(Dataset excerpts)
========================================================================

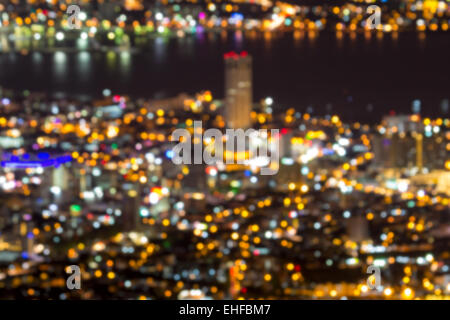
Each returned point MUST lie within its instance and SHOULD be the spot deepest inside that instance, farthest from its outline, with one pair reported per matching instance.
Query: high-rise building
(238, 90)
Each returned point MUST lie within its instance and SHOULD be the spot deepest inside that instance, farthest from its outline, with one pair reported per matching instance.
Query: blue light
(43, 155)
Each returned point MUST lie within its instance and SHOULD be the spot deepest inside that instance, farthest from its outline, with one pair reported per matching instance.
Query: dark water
(322, 73)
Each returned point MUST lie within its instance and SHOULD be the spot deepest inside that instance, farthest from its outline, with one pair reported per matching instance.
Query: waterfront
(319, 72)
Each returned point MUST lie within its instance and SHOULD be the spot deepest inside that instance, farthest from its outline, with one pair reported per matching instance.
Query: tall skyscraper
(238, 90)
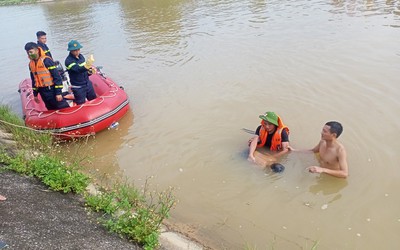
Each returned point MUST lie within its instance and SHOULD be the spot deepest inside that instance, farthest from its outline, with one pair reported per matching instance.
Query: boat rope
(44, 131)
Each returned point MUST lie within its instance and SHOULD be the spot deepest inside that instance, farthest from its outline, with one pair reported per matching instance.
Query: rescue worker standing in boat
(46, 79)
(78, 70)
(272, 133)
(42, 39)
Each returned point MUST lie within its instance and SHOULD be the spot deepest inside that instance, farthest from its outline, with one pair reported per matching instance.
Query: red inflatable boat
(79, 120)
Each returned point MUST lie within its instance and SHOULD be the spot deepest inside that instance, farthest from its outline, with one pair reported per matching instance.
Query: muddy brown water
(197, 72)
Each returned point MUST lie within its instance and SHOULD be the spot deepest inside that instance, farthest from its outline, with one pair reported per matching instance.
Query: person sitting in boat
(272, 134)
(78, 70)
(42, 39)
(46, 80)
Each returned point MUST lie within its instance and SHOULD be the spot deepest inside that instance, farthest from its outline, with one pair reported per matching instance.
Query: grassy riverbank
(134, 213)
(14, 2)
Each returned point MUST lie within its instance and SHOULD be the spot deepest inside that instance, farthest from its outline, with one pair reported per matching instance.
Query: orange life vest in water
(276, 142)
(41, 74)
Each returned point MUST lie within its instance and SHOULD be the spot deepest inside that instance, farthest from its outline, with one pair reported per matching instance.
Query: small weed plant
(36, 156)
(134, 213)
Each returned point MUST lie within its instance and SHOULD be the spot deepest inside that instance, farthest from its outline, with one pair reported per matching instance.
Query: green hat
(74, 45)
(270, 117)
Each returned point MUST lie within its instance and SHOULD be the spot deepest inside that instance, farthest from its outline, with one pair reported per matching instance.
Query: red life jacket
(41, 74)
(276, 142)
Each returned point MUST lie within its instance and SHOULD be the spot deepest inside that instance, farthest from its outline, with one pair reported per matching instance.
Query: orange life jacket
(276, 143)
(41, 74)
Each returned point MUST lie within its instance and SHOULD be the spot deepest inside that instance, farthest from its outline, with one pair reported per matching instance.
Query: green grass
(135, 214)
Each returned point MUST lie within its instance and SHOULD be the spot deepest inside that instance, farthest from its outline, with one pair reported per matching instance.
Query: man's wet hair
(40, 33)
(31, 45)
(335, 127)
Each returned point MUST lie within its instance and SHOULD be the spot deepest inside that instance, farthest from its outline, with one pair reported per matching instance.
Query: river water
(198, 72)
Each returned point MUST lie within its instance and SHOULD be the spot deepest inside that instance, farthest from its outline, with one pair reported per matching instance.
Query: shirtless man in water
(332, 154)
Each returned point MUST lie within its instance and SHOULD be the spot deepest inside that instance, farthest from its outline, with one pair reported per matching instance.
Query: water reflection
(154, 31)
(106, 144)
(328, 186)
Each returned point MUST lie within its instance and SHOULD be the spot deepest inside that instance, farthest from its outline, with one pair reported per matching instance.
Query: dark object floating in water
(277, 167)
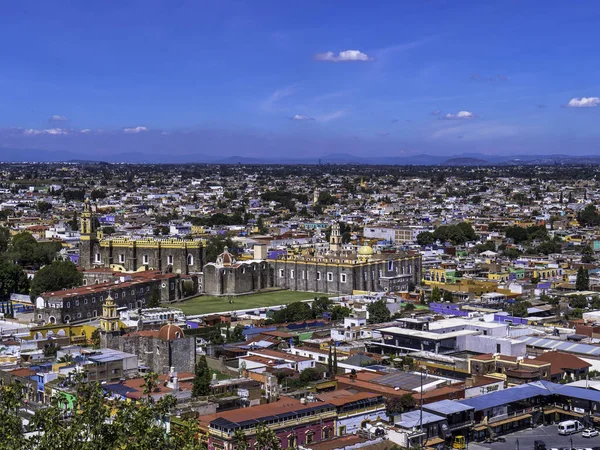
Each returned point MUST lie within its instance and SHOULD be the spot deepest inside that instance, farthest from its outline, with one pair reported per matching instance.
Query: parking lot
(548, 434)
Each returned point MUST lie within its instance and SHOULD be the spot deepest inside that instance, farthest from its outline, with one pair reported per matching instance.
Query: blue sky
(313, 77)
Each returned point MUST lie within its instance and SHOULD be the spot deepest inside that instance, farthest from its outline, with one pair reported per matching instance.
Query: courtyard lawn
(207, 304)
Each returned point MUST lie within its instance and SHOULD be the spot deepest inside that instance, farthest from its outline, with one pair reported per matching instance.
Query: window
(310, 437)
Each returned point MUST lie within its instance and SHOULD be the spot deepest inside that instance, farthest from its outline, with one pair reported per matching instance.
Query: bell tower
(335, 240)
(88, 235)
(109, 321)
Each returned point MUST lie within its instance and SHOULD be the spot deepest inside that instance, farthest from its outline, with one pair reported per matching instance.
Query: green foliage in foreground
(94, 424)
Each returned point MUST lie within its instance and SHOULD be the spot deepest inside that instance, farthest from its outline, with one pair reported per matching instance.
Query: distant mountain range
(465, 159)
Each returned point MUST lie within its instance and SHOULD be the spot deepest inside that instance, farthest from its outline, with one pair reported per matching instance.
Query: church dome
(225, 258)
(170, 332)
(366, 250)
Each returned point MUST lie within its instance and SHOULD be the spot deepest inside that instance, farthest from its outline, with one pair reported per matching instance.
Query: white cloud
(332, 116)
(301, 117)
(460, 115)
(52, 131)
(277, 95)
(347, 55)
(134, 130)
(584, 102)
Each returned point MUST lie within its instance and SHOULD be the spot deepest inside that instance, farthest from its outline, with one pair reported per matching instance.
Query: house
(354, 410)
(565, 365)
(295, 423)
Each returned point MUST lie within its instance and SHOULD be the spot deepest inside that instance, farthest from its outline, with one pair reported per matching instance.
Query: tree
(150, 383)
(309, 374)
(241, 441)
(582, 281)
(338, 312)
(12, 280)
(425, 238)
(215, 246)
(378, 312)
(202, 379)
(237, 335)
(579, 301)
(398, 405)
(4, 239)
(587, 255)
(436, 294)
(25, 251)
(43, 207)
(54, 277)
(266, 439)
(519, 308)
(321, 305)
(108, 230)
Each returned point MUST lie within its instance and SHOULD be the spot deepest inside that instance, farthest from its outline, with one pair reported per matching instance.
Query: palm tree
(241, 440)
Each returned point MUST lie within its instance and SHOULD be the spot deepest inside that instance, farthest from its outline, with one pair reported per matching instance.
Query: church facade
(182, 256)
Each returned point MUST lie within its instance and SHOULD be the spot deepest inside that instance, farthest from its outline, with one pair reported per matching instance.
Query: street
(548, 434)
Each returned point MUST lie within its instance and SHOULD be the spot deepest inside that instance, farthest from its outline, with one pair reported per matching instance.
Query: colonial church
(337, 269)
(182, 256)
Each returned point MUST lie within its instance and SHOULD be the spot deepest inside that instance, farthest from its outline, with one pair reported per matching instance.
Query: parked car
(570, 427)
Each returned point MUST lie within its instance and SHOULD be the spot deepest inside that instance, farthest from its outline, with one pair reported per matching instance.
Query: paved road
(548, 434)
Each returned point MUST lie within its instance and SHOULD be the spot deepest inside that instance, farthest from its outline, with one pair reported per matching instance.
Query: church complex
(174, 269)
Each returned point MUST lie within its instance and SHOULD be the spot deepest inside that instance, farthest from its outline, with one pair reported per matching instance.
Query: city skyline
(262, 80)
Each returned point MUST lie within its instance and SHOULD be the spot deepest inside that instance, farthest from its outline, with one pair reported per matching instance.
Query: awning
(433, 441)
(512, 419)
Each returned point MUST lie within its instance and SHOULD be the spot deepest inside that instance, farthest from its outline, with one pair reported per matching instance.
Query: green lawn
(208, 304)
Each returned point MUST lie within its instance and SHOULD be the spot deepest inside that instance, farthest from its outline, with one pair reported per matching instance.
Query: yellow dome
(365, 250)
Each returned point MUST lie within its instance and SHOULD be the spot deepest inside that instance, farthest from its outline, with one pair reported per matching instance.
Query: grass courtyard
(208, 304)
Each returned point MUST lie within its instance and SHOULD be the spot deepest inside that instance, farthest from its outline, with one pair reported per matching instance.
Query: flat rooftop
(427, 335)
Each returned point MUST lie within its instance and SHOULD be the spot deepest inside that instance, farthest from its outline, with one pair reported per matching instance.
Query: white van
(570, 427)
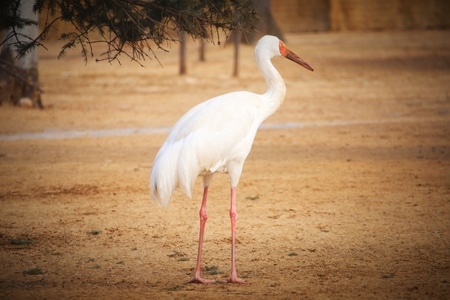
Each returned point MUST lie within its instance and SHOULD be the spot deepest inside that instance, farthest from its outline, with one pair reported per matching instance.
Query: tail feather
(164, 177)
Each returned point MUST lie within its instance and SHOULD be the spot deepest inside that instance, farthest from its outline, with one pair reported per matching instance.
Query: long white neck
(276, 89)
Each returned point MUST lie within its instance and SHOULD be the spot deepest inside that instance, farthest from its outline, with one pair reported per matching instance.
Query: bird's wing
(215, 133)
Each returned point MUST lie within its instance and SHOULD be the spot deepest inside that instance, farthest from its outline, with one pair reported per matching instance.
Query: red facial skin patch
(283, 49)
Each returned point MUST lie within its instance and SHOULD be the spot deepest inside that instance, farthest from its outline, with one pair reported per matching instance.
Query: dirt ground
(345, 195)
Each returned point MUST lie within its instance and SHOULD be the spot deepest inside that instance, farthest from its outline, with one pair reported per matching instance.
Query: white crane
(216, 136)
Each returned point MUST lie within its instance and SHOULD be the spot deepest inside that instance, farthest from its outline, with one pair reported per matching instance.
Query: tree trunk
(19, 78)
(267, 24)
(183, 68)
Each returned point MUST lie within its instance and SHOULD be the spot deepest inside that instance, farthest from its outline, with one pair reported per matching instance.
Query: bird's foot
(199, 279)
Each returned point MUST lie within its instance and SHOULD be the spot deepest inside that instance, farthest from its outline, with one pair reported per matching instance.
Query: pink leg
(233, 217)
(203, 218)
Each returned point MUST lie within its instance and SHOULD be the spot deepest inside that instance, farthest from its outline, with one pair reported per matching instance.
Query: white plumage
(216, 136)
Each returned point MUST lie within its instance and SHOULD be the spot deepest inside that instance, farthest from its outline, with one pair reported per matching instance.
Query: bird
(216, 136)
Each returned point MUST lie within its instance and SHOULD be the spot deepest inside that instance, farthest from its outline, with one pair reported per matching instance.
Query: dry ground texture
(345, 195)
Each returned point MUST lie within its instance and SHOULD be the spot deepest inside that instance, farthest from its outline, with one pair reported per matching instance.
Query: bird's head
(273, 46)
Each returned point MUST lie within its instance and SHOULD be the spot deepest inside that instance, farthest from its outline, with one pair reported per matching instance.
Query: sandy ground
(345, 195)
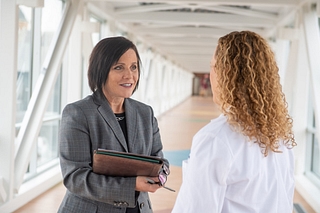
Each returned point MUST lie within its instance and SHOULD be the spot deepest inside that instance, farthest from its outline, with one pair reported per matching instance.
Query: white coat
(226, 172)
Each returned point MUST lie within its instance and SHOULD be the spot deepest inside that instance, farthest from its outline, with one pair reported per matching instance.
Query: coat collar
(108, 115)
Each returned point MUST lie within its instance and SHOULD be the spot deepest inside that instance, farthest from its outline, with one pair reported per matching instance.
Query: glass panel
(48, 137)
(24, 61)
(47, 147)
(51, 18)
(315, 165)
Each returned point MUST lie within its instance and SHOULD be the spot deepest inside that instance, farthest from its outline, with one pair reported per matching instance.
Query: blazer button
(141, 205)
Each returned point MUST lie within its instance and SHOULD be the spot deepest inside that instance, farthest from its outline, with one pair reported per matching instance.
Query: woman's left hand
(143, 185)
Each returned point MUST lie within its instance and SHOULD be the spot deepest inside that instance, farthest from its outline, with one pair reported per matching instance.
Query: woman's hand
(143, 185)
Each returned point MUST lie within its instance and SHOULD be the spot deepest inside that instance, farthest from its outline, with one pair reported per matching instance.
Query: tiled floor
(177, 128)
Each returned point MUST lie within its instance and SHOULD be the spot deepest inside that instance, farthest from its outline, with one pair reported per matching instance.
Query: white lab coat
(226, 172)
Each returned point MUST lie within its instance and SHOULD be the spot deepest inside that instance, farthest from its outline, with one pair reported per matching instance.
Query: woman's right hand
(143, 185)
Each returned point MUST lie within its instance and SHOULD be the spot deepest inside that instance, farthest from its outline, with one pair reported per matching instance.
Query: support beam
(312, 35)
(8, 78)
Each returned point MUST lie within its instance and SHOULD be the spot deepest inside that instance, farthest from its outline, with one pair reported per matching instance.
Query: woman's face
(213, 80)
(123, 77)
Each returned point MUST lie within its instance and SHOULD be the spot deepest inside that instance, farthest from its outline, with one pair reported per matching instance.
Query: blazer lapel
(131, 121)
(106, 112)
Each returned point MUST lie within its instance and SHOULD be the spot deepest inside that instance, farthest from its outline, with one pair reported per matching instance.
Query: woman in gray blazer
(108, 119)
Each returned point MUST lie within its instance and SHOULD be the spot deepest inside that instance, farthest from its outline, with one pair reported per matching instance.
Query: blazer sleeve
(76, 163)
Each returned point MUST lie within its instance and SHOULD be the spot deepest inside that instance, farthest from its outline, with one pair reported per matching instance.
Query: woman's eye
(117, 68)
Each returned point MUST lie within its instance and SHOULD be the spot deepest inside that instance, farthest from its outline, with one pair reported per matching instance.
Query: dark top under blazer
(90, 124)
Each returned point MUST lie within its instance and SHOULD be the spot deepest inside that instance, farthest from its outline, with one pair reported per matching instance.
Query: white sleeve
(204, 176)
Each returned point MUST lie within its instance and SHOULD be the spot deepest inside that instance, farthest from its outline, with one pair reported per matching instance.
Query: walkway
(177, 128)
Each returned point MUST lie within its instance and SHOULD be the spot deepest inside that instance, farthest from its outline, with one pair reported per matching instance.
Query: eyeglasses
(163, 174)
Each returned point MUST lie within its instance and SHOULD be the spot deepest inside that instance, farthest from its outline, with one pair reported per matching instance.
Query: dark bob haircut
(105, 54)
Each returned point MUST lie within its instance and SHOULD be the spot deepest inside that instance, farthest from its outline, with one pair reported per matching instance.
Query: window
(37, 28)
(312, 154)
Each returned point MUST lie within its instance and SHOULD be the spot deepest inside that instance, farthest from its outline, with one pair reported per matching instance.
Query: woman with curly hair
(242, 161)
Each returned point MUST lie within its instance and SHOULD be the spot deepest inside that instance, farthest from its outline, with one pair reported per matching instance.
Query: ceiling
(186, 32)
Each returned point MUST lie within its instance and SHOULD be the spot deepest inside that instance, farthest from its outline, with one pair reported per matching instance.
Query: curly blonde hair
(250, 93)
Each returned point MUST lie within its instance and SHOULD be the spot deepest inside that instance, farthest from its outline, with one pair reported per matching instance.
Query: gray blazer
(89, 124)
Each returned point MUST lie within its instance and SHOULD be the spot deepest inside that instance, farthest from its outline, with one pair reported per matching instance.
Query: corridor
(177, 127)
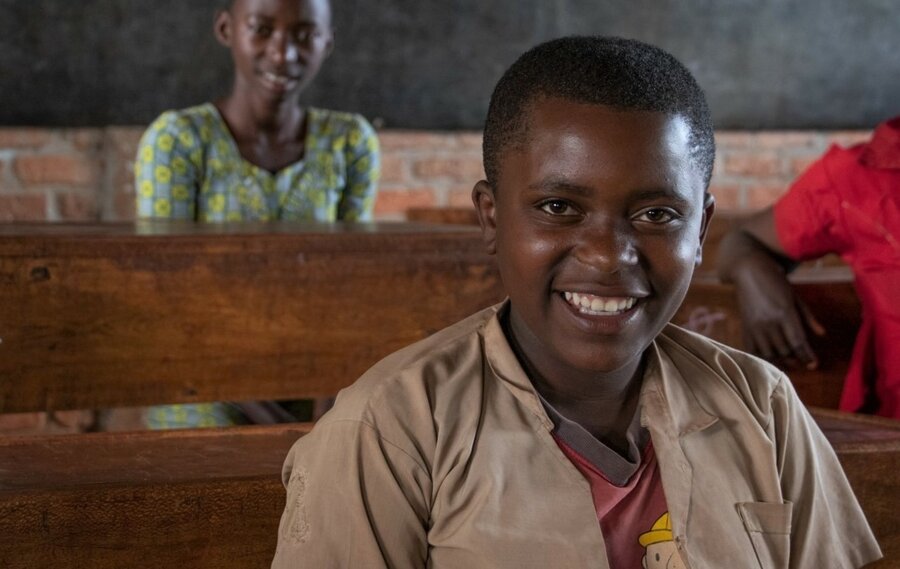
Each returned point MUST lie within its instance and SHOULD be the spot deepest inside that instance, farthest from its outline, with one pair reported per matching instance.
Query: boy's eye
(657, 215)
(557, 207)
(261, 30)
(306, 34)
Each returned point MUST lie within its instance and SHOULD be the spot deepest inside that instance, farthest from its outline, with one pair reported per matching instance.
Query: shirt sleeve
(828, 527)
(363, 158)
(167, 169)
(354, 500)
(808, 217)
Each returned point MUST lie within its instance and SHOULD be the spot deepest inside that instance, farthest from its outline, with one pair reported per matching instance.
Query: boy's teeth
(590, 304)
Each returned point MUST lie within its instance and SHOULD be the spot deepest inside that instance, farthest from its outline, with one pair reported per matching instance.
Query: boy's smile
(278, 46)
(597, 222)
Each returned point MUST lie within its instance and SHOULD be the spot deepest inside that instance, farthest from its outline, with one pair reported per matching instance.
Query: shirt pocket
(768, 526)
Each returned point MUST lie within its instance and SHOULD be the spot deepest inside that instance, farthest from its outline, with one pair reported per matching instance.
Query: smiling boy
(554, 429)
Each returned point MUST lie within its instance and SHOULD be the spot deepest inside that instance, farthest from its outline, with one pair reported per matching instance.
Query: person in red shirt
(848, 203)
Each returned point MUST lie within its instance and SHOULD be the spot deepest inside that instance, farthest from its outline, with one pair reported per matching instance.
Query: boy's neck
(251, 117)
(604, 403)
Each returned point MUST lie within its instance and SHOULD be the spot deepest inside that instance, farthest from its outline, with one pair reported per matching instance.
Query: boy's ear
(709, 207)
(485, 207)
(222, 27)
(329, 47)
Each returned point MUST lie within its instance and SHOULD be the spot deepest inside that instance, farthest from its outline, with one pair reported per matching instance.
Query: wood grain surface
(105, 316)
(212, 498)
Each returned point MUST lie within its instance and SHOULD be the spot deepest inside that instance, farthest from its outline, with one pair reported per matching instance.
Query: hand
(774, 320)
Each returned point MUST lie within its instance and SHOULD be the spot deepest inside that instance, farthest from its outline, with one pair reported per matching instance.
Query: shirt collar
(666, 391)
(663, 382)
(883, 150)
(506, 367)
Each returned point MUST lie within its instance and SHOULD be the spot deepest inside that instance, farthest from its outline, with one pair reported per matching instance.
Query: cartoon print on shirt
(659, 542)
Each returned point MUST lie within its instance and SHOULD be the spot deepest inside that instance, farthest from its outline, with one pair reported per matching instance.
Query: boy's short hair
(619, 73)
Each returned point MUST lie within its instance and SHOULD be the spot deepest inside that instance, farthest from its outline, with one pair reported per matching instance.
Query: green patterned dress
(188, 167)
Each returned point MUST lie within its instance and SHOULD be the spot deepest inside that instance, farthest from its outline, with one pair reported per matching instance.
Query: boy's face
(277, 46)
(597, 223)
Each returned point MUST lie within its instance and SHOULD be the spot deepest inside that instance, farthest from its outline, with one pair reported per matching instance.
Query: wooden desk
(710, 308)
(120, 315)
(213, 498)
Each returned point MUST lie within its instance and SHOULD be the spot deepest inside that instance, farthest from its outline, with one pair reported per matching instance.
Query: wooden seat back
(212, 498)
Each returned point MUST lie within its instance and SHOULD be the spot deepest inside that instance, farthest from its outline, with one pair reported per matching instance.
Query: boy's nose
(606, 248)
(282, 49)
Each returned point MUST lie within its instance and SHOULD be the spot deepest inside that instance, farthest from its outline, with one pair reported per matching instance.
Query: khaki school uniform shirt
(441, 456)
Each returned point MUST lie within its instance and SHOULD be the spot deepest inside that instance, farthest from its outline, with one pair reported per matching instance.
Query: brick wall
(85, 174)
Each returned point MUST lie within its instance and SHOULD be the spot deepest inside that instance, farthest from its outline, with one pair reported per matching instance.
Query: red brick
(799, 165)
(414, 140)
(763, 196)
(781, 140)
(460, 197)
(398, 201)
(23, 208)
(457, 168)
(21, 422)
(728, 197)
(78, 207)
(735, 139)
(125, 140)
(123, 206)
(124, 171)
(86, 139)
(752, 164)
(393, 169)
(23, 137)
(469, 141)
(54, 169)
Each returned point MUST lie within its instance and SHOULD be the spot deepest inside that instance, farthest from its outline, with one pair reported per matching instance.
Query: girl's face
(277, 46)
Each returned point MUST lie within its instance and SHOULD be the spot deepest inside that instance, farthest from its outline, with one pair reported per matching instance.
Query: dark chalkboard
(433, 63)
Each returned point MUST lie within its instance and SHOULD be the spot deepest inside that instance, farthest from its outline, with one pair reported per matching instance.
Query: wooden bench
(106, 316)
(112, 315)
(274, 311)
(213, 498)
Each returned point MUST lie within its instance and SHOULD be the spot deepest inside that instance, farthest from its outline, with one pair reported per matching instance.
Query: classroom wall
(431, 64)
(85, 174)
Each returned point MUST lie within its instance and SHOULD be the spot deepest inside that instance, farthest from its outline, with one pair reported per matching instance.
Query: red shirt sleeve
(808, 216)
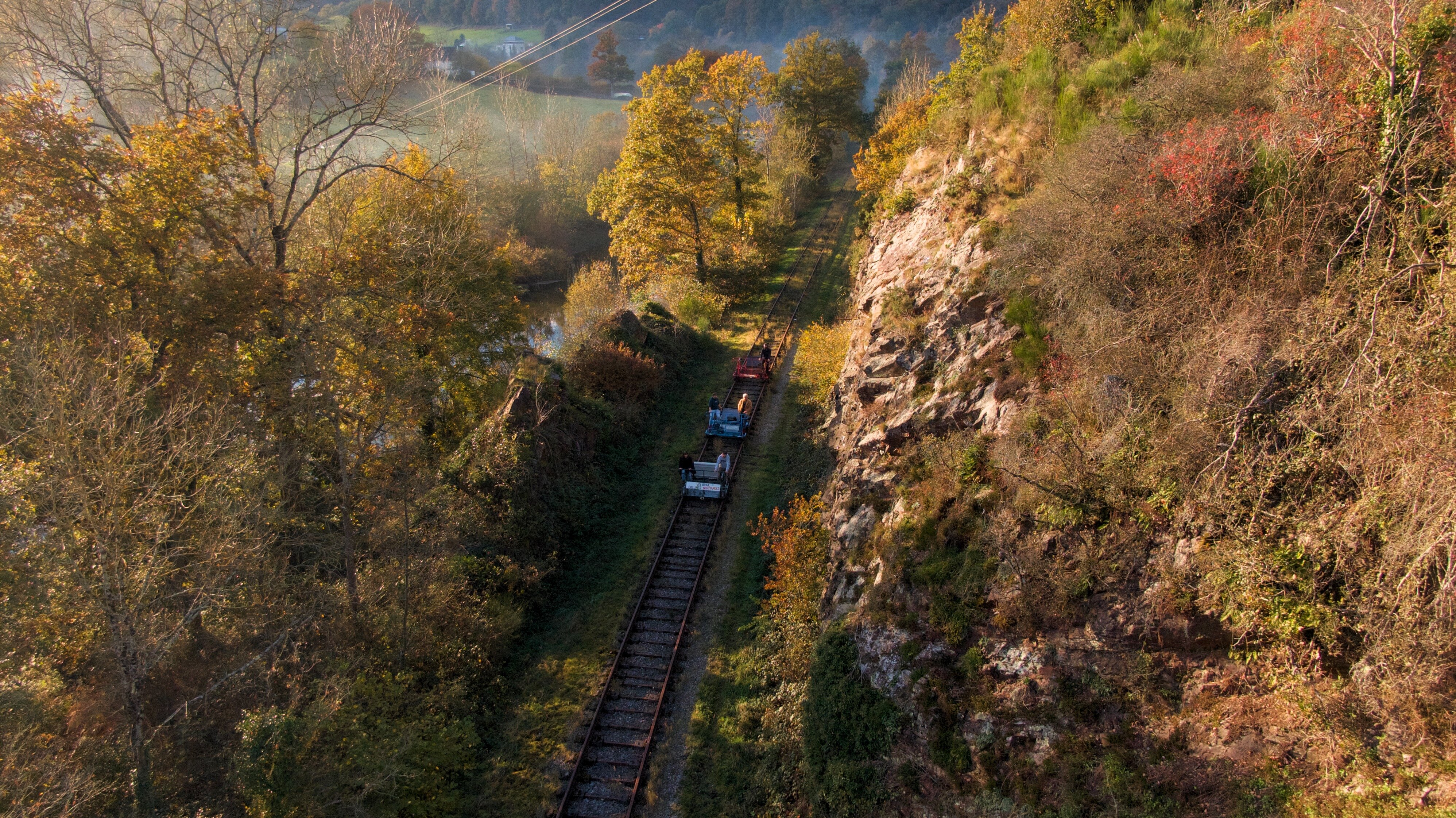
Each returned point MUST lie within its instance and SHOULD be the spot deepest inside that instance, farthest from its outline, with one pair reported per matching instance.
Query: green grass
(565, 650)
(730, 772)
(446, 35)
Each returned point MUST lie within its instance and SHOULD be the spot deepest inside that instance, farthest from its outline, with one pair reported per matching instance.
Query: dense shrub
(848, 730)
(615, 370)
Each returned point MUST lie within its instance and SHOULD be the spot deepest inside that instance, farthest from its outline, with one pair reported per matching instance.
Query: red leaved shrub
(615, 372)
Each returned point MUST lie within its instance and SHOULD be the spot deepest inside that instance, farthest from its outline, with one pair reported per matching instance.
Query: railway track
(611, 769)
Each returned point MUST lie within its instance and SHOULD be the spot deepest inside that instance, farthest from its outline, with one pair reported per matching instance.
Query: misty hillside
(1087, 450)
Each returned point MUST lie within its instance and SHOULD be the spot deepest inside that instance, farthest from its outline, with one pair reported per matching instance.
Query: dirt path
(672, 755)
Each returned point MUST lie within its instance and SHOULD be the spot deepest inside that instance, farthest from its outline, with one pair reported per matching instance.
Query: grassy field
(446, 35)
(728, 768)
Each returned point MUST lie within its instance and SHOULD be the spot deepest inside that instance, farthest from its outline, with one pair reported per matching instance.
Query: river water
(545, 309)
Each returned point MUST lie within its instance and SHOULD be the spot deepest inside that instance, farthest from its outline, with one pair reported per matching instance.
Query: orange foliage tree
(798, 544)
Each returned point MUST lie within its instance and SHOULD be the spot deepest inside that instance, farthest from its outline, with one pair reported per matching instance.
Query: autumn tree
(820, 86)
(312, 110)
(107, 238)
(405, 312)
(140, 514)
(798, 544)
(736, 86)
(606, 65)
(666, 188)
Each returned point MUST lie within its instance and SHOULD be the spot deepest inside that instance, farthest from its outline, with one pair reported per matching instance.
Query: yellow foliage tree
(798, 544)
(663, 194)
(1049, 24)
(736, 84)
(884, 156)
(104, 239)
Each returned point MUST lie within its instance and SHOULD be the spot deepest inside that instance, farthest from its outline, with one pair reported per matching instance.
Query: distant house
(513, 47)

========================================================================

Task item
Please quote nothing but the lines from the line with "Query: dirt path" through the end of the data above, exactly as written, ends included.

Output of the task
Query: dirt path
(672, 755)
Each returned point MUST lie within its instance and SHOULD be the spot deepest inside that instance, farthest from its outline, with one pair reported per matching instance.
Query: grassy field
(446, 35)
(728, 768)
Each returned point MUST lie within its instance and SHOULD be the spot deepest inside that instance, farthest from its outline, with one pair reported per matching instance.
Query: river water
(545, 309)
Each returned point MUST lie within its instance and SHOULD be the spot deepest inside that instance, farthest from its outline, with one pair reported per matching instance.
Query: orange foliage tree
(798, 544)
Each returned point MUST lie within its instance and SHOULD be the spot deepest inside that instance, farthest from its outline, with one pair reported per matching instance.
Query: autumn tree
(820, 86)
(312, 110)
(107, 238)
(405, 312)
(140, 514)
(798, 544)
(736, 86)
(606, 65)
(666, 188)
Each returned point MUST lie within its instance and SHOULD be the spot deepest inside that instance, farthest from its outline, with one pair reported per matching instance.
Query: yellow foliage tree
(798, 544)
(663, 194)
(1049, 24)
(736, 84)
(884, 156)
(104, 239)
Each returned point MUST lie within its instance and SHOULD be the spot deepest inside that instance, farthest from its outline, with one pair reported per matching instance.
Query: distant house
(513, 47)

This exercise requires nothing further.